■ Work required ■
Format the entries below as a two-column CSV with the headers request and points, starting at the first entry and ending at the line that contains "(1016, 213)". Give one row per entry with each value in a single quoted field, replace line breaks with spaces, and leave out the pictures.

■ Data for this exercise ■
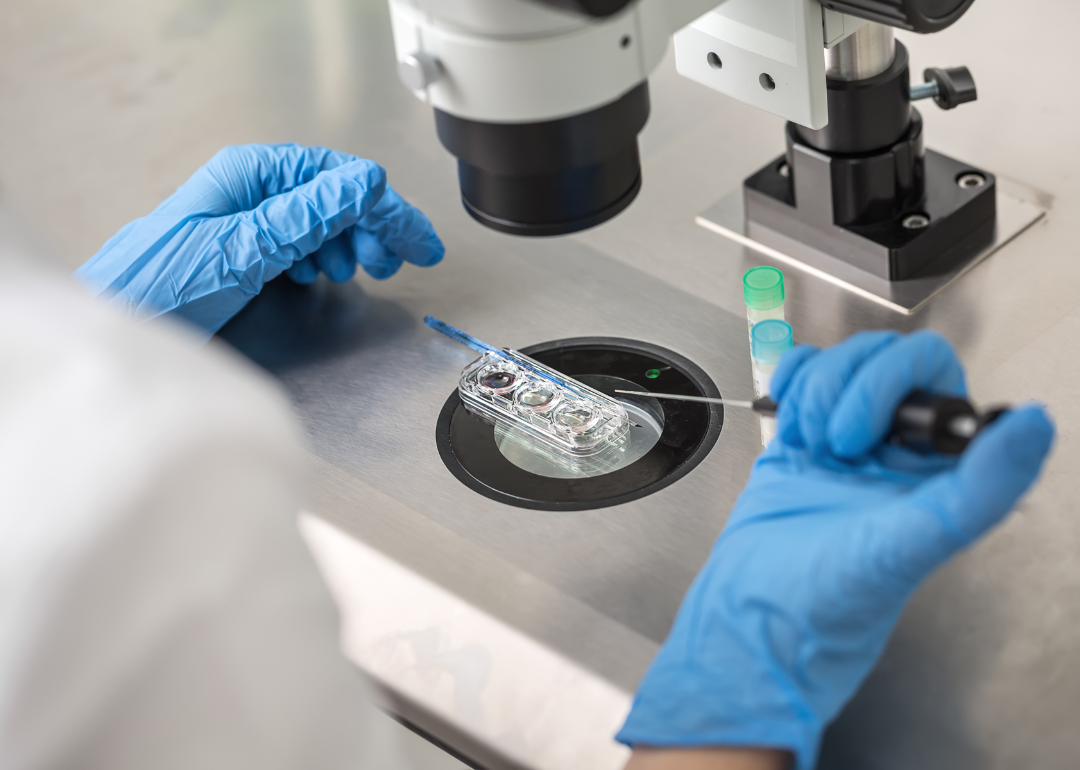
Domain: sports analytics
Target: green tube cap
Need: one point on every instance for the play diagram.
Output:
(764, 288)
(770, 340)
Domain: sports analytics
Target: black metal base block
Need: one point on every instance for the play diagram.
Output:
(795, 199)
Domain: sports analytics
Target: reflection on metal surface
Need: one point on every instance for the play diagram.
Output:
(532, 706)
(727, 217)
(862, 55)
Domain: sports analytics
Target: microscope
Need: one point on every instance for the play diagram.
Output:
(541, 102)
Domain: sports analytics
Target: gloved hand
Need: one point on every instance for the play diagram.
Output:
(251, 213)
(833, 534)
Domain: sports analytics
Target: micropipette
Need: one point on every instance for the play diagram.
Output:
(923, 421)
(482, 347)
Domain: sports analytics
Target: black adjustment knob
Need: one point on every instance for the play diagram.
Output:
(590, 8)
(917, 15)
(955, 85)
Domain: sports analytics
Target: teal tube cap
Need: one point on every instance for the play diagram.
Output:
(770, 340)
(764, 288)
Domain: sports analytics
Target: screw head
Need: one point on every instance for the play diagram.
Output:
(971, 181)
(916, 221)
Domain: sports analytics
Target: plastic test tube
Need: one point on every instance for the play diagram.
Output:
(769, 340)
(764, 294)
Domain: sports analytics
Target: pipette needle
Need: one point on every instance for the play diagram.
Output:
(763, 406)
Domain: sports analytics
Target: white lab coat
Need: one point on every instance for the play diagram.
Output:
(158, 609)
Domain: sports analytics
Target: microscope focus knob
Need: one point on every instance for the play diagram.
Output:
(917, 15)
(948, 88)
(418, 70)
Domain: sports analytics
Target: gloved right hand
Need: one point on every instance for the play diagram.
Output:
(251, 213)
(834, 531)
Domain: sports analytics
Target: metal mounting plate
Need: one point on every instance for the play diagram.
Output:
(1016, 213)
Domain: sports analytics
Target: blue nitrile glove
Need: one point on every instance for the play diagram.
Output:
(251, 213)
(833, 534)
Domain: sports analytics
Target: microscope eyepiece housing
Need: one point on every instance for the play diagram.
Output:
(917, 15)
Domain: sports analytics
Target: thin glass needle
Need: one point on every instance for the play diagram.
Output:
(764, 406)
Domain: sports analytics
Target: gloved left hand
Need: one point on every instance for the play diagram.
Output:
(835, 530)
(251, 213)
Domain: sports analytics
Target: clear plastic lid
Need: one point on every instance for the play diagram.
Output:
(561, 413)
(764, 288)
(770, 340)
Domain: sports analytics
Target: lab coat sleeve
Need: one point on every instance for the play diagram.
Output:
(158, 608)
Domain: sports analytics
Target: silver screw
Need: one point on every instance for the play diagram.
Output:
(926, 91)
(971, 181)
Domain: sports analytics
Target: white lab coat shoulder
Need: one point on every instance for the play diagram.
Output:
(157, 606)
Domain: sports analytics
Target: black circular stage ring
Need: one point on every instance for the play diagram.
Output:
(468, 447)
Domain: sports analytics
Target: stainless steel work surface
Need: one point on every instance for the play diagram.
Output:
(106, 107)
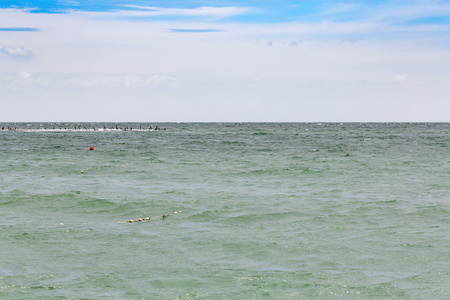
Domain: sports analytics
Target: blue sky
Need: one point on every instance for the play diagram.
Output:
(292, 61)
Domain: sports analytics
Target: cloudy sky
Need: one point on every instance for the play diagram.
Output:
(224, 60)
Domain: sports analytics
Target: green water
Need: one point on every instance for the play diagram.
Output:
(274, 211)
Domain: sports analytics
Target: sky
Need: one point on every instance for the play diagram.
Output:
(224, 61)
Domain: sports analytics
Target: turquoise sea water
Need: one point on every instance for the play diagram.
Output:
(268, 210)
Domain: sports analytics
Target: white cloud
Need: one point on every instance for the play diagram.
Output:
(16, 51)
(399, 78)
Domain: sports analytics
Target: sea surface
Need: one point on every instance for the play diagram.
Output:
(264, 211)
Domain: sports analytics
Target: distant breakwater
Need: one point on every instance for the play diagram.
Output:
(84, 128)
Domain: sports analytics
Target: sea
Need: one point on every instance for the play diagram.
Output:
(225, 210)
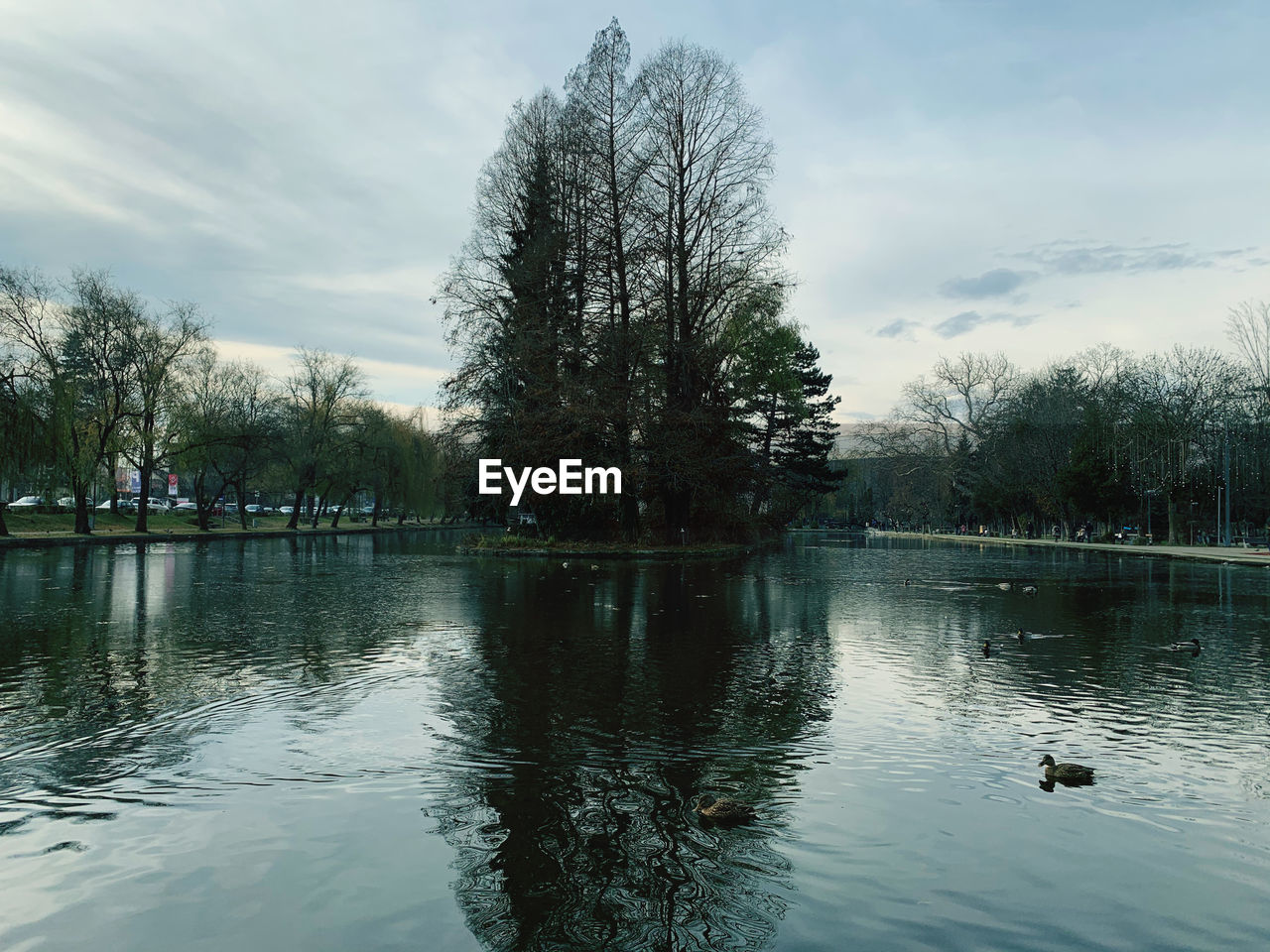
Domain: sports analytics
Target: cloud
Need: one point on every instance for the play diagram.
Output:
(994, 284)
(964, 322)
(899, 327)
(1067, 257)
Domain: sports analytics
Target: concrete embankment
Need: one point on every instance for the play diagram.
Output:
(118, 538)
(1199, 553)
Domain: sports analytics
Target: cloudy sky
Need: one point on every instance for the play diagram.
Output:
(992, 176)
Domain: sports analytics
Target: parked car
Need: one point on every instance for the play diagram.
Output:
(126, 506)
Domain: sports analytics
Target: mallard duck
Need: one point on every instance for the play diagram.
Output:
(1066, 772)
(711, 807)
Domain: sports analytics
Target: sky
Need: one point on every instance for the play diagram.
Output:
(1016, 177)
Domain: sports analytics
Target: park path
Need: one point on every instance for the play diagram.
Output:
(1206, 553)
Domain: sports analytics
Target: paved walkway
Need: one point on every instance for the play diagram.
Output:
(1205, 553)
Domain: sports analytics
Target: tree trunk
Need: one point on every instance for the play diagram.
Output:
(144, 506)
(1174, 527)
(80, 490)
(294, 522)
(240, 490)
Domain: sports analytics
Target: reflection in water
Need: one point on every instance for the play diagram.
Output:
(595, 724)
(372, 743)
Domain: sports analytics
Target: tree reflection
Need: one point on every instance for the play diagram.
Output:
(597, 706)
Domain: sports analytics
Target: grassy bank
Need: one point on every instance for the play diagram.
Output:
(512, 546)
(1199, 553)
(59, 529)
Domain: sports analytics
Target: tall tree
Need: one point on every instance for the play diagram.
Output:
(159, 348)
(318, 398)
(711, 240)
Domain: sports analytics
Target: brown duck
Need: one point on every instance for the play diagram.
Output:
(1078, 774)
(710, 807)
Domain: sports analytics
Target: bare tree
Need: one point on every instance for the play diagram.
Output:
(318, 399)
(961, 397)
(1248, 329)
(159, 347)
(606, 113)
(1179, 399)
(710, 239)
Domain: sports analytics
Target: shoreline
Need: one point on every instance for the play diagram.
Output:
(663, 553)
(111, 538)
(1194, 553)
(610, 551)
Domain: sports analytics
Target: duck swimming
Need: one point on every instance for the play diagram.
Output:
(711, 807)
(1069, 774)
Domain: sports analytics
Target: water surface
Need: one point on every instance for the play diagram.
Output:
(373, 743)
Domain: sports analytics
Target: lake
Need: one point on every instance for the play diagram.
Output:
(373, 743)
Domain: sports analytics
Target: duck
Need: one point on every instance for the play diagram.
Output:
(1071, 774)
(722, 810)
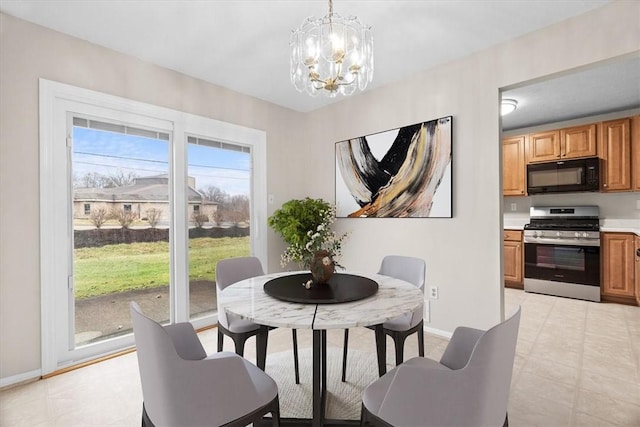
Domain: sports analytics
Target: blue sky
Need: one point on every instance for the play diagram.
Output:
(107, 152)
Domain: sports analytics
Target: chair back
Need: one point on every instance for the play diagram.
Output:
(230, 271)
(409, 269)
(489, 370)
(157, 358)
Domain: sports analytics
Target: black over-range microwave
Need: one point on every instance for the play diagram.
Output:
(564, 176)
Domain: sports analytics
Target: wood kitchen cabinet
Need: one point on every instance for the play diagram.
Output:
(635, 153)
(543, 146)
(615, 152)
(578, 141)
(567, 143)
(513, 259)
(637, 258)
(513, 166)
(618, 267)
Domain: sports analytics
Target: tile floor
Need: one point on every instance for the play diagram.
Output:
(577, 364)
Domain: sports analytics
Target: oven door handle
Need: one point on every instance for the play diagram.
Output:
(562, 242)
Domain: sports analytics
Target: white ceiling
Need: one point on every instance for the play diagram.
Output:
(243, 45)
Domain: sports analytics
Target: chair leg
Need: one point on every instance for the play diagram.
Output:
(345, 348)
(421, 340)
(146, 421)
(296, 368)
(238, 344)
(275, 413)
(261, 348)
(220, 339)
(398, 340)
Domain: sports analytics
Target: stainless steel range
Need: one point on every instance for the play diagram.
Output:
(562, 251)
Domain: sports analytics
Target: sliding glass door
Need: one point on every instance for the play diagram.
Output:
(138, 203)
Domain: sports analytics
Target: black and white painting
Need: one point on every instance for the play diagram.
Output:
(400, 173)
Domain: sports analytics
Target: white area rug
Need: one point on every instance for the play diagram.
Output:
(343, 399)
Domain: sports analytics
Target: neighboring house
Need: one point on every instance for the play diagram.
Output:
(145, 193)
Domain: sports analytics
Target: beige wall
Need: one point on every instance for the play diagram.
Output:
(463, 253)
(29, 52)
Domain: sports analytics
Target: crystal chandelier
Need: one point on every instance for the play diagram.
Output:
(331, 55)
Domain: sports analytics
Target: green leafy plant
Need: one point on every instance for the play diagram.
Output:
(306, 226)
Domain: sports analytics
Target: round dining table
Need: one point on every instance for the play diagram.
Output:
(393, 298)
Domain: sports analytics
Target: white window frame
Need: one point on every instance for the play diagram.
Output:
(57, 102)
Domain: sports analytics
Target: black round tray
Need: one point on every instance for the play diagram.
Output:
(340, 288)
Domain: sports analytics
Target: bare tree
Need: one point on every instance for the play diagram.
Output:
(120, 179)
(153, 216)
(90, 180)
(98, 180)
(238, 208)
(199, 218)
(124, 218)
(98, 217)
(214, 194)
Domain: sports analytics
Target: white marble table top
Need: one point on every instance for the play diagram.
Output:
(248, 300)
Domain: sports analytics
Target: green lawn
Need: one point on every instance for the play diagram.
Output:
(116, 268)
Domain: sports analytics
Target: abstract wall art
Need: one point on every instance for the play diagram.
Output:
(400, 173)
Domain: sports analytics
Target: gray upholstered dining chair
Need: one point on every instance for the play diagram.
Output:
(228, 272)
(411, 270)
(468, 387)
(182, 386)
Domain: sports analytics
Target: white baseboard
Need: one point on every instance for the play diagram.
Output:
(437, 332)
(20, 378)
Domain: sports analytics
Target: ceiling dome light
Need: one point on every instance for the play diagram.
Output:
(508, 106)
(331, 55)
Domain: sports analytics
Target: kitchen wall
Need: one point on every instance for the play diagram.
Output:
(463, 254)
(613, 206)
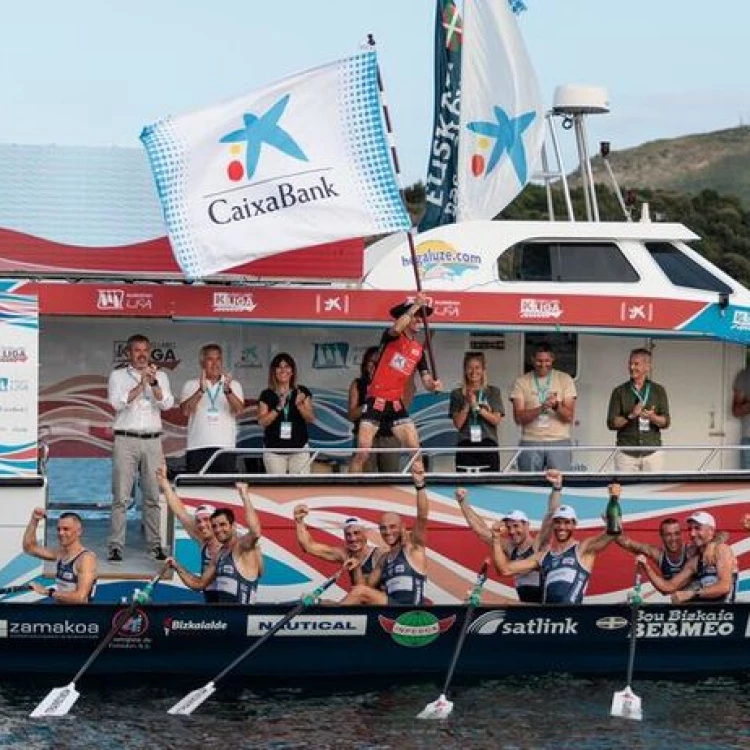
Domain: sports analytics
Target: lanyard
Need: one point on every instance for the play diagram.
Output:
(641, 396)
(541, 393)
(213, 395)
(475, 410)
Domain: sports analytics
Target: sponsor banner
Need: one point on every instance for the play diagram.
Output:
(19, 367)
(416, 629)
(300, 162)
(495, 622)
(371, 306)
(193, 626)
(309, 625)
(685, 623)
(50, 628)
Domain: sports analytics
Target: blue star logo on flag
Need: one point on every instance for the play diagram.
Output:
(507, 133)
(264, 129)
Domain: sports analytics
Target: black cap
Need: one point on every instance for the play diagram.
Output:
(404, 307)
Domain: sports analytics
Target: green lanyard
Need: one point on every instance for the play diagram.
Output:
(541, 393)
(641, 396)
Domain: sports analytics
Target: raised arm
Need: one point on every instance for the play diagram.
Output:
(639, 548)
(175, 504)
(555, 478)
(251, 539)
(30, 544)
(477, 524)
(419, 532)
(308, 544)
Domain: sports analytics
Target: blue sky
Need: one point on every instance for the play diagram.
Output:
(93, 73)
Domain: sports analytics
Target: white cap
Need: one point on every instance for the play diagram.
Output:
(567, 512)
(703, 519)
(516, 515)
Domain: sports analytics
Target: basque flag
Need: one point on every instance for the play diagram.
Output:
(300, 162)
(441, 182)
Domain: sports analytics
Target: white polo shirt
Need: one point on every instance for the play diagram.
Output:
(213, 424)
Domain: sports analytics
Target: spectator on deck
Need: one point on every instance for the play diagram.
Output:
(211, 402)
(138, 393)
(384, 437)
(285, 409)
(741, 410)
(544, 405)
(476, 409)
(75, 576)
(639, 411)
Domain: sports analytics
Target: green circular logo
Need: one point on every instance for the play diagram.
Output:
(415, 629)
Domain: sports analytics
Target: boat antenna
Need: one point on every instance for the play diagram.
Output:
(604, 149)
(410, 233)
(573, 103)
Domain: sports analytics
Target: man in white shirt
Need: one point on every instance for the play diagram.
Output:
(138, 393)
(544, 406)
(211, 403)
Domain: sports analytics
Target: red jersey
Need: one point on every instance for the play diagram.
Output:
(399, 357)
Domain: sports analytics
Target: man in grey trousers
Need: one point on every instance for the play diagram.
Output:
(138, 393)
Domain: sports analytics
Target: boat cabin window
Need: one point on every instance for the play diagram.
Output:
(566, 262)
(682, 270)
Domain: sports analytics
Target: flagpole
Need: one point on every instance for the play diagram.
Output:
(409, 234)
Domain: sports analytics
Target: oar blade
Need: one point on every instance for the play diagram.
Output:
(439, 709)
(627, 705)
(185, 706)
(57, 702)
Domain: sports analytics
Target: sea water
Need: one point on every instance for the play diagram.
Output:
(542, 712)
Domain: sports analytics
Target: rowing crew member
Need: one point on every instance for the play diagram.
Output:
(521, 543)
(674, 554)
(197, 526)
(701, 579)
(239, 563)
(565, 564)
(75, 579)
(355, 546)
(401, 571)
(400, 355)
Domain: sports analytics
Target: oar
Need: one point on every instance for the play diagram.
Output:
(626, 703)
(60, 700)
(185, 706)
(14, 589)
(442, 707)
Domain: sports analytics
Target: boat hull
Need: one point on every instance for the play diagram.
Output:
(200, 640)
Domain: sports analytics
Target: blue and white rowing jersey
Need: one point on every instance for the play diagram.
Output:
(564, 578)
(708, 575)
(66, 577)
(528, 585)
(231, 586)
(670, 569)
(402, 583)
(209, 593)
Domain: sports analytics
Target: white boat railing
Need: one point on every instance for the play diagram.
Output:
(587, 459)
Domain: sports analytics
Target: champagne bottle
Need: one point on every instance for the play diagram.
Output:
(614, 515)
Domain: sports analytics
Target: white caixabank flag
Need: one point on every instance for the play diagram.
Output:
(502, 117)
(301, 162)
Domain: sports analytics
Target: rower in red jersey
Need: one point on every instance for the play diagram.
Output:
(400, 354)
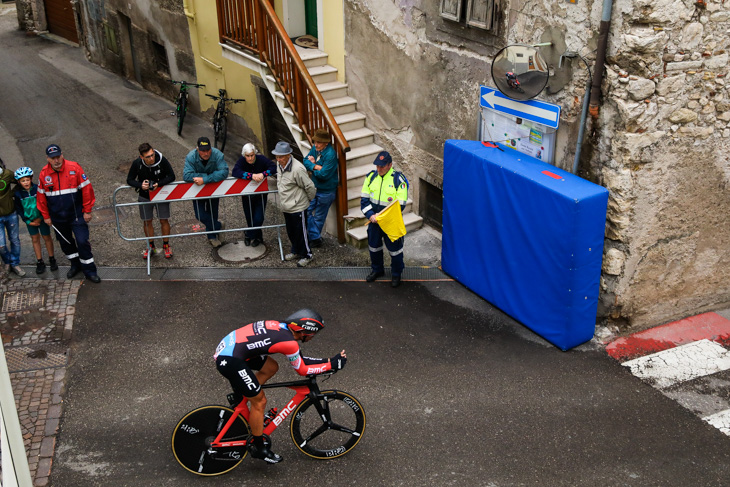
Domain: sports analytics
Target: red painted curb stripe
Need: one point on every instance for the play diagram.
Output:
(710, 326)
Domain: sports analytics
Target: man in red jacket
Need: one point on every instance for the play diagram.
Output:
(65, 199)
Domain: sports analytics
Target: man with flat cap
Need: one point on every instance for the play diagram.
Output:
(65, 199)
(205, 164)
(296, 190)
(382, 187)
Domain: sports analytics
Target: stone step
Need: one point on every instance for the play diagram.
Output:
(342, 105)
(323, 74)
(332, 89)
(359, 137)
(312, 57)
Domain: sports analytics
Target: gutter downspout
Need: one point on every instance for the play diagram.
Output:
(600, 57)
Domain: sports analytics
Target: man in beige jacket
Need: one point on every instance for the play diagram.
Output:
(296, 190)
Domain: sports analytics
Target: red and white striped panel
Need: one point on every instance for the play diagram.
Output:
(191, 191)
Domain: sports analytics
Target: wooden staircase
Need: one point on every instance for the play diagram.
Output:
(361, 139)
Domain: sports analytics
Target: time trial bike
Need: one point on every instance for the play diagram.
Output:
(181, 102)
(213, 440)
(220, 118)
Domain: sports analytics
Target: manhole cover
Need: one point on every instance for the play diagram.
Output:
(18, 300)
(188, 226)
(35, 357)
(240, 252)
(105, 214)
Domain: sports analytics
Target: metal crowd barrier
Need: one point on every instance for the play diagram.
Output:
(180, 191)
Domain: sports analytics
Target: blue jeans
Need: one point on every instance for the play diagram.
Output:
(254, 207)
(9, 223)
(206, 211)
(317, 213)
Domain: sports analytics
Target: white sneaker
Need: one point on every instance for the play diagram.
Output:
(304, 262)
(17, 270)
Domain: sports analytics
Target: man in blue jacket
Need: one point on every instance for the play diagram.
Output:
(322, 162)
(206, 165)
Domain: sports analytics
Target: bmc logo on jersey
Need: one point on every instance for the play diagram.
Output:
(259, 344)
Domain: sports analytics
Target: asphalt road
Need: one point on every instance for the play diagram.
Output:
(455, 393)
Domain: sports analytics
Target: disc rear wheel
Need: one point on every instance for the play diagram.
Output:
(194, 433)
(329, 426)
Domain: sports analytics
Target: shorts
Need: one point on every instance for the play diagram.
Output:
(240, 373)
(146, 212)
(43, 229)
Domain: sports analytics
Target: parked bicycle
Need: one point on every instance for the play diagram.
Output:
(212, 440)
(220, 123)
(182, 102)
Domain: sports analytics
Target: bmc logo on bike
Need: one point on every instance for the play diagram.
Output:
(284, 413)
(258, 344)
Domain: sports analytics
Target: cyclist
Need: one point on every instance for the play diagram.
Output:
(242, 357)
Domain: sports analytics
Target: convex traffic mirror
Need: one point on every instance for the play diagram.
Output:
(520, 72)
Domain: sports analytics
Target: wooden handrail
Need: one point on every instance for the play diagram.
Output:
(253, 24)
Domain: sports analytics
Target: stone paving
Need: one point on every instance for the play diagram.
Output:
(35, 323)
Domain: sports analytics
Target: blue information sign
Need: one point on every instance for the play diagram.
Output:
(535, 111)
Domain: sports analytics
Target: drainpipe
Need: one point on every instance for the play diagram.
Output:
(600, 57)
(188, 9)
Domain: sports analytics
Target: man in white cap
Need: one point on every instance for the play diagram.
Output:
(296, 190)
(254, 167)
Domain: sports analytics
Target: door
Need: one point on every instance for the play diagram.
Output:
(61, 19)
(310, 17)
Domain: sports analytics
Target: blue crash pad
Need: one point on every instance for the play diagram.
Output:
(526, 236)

■ Written response ■
request,points
"Domain: sports analytics Target: green tube cap Need: one point on every instance for the play diagram. Output:","(764, 288) (770, 340)"
"Domain: sports analytics Target: black metal base block Need: one point on every instance for the play diagram. Output:","(795, 199)"
"Domain: sports analytics Target: reflection on metal surface Need: one point on every instance for the play diagram. Output:","(532, 706) (727, 217) (862, 55)"
"Domain: sports analytics Target: microscope Need: one point on every instance for the play diagram. Output:","(541, 102)"
"Domain: sports analytics Target: gloved hand Need: one point on every instance for the play diagram. Output:","(251, 213) (833, 534)"
"Domain: sports analytics Target: micropipette Need: one point on every instance for the play diagram. Output:","(923, 421) (482, 347)"
"Domain: sports analytics Target: black adjustment knob Need: one point on every instance for the play diagram. Output:","(590, 8) (917, 15) (955, 85)"
"Domain: sports analytics Target: teal tube cap Need: one point on every instance for the play diagram. Output:","(770, 340) (764, 288)"
"Domain: sports analytics Target: screw head Need: one point on every instance for the play diagram. Output:","(971, 181) (916, 221)"
"Domain: sports analytics Target: plastic test tube Need: one point on every instance for the play diagram. Output:","(769, 340) (764, 294)"
"Domain: sports analytics Target: pipette needle Need: one point on every instance for the play diagram. Output:","(763, 406)"
"Domain: sports analytics Target: white lab coat Need: one point on every instance for the play diagram. Output:","(158, 609)"
"Domain: sports analytics Target: microscope focus knob Need: one point on every instance for the play diagram. Output:","(917, 15) (948, 88) (418, 70)"
"Domain: sports analytics Target: gloved right hand Need: one point on every instance for the play diagram. Output:","(251, 213) (834, 531)"
"Domain: sports analytics Target: metal mounting plate Need: one point on every instance for the play diagram. Output:","(1016, 213)"